• [What is being asked] Edit the records so that each "play-diagram reference" becomes "field sketch", and keep every other part unchanged. Leave the pictures out of your answer.

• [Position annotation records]
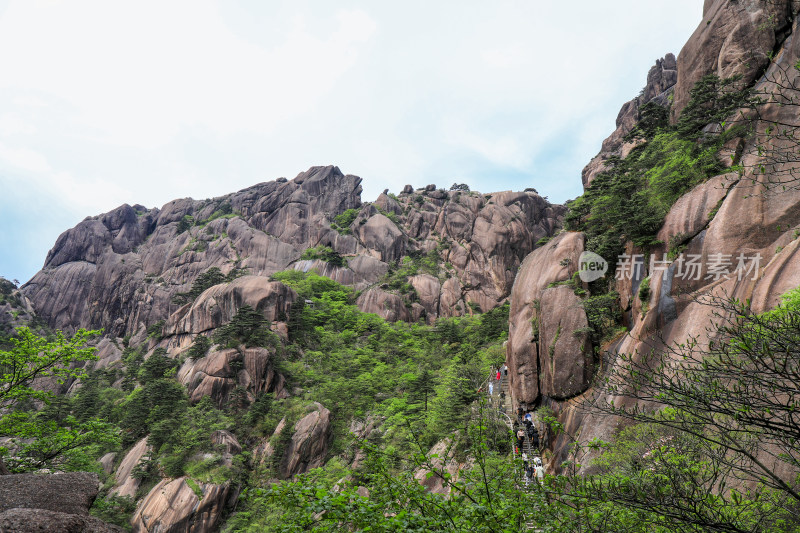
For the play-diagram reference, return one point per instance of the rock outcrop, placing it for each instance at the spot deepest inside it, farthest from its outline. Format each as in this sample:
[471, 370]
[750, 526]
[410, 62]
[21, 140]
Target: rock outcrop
[181, 506]
[745, 220]
[661, 81]
[219, 372]
[734, 39]
[126, 484]
[548, 350]
[309, 445]
[50, 502]
[121, 271]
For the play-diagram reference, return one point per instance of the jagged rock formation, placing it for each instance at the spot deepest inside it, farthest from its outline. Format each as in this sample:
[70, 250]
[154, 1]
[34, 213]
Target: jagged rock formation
[730, 214]
[50, 502]
[309, 444]
[735, 38]
[175, 506]
[307, 447]
[126, 483]
[15, 309]
[661, 81]
[120, 271]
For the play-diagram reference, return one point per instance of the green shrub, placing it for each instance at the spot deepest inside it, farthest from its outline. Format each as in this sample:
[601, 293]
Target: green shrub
[186, 222]
[345, 219]
[209, 278]
[324, 253]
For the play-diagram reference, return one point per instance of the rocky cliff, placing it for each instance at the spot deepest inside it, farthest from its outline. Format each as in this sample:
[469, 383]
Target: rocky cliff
[122, 270]
[736, 214]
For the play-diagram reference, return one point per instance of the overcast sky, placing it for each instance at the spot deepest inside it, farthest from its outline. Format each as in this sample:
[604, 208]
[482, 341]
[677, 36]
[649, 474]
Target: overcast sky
[104, 103]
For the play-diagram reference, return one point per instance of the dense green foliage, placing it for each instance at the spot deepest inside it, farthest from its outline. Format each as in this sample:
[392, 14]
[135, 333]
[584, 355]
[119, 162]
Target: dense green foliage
[692, 466]
[51, 436]
[340, 352]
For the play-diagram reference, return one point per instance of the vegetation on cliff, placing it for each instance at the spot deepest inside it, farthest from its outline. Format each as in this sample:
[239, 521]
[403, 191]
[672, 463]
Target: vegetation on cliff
[628, 202]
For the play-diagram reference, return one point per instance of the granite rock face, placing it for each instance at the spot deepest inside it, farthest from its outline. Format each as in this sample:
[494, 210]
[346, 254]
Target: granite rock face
[548, 351]
[121, 271]
[734, 39]
[661, 82]
[174, 506]
[309, 445]
[732, 215]
[50, 502]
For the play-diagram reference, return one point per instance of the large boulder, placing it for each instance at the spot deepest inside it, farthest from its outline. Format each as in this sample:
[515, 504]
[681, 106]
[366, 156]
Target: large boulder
[221, 371]
[70, 493]
[542, 342]
[181, 506]
[733, 39]
[661, 80]
[126, 484]
[39, 520]
[219, 304]
[309, 445]
[50, 502]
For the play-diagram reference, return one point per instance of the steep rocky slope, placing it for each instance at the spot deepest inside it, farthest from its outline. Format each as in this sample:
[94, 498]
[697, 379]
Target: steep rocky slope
[159, 280]
[121, 271]
[730, 214]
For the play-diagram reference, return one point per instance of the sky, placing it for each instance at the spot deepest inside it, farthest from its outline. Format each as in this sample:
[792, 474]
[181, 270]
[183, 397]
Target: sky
[104, 103]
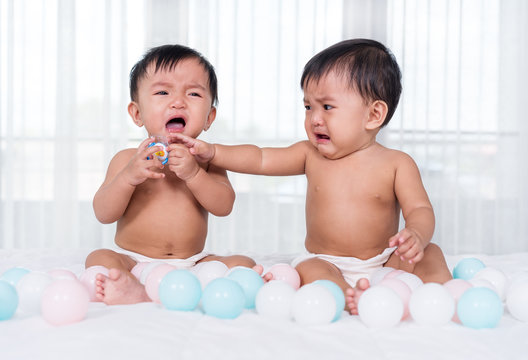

• [The completed task]
For the field sketch, return one point per instance of the rock outcrop, placing it for each instance at the spot deepest inside it, farthest from its outline. Format each as in this sample:
[471, 370]
[750, 526]
[410, 62]
[21, 140]
Target: rock outcrop
[181, 506]
[745, 220]
[661, 81]
[219, 372]
[734, 39]
[126, 484]
[548, 350]
[309, 445]
[50, 502]
[121, 271]
For the field sketch, return one point per instance of the jagged rock formation, placing it for each instance at the spot deepest inside it, farthest from its outline. Format each as in this sample:
[70, 250]
[154, 1]
[34, 213]
Target: jagged rock formation
[730, 214]
[50, 502]
[309, 444]
[735, 38]
[175, 506]
[307, 447]
[126, 483]
[15, 309]
[661, 81]
[120, 271]
For the field sketch, return one point per instance of the green shrub, placing it for each instance at the spot deepest inside it, farthest from its outline. Format each as in this sample:
[601, 293]
Target: green shrub
[186, 222]
[345, 219]
[209, 278]
[324, 253]
For the field sketch, return one point per instance of the rocky cliff, placing it for each instance at the spot deepest inside it, farthest from its outline. Format each as in this sample:
[469, 383]
Target: rocky cliff
[122, 270]
[736, 214]
For the field sketch, return one point per instance of the overcast sky, placing it for each instance at the spot deepest inside it, farthest from its outline. Format each as in this sample:
[604, 208]
[482, 341]
[677, 36]
[649, 474]
Target: overcast sky
[104, 103]
For the field sketch, return one point per instance of the dense green foliage, placing it for each instance at the spot deepest inside it, farthest from its outline. Format each as in this sample:
[392, 14]
[135, 333]
[584, 355]
[119, 162]
Target: dense green foliage
[692, 466]
[51, 436]
[340, 352]
For the field sketch, return one point per instance of the vegetation on cliff, placing it for each instance at the spot deepest inside it, farthest from its outline. Format each as in this sample:
[239, 521]
[403, 191]
[672, 463]
Target: vegetation on cliff
[628, 202]
For the field sketch, return one point per instance of the granite rock face, placing it for each instance at the spot deepest inside it, farthest from its outline. Format each as in this sample:
[494, 210]
[346, 254]
Target: granite rock face
[548, 351]
[121, 271]
[734, 39]
[661, 82]
[174, 506]
[309, 445]
[732, 215]
[50, 502]
For the field sketch, return one point per instance of the large boulder, placing it for each instance at the spot deepest inside it, farthest from its outline. Format each as in this sample:
[515, 504]
[681, 106]
[366, 156]
Target: large boulder
[221, 371]
[70, 493]
[542, 342]
[181, 506]
[733, 39]
[661, 80]
[126, 484]
[39, 520]
[219, 304]
[309, 445]
[50, 502]
For the field sketch, return one point per instance of the steep rocky slope, placing it for each instance at the spot deepest inside it, farthest from its outline. Format each as in this sample:
[94, 498]
[697, 379]
Target: steep rocky slope
[159, 280]
[121, 271]
[730, 214]
For the field sketch, return one point per instance of the sky, placing it for each instance at the spot deepest inside it, farthest from its outline. Format each as in this sample:
[792, 474]
[181, 270]
[183, 397]
Target: sky
[104, 103]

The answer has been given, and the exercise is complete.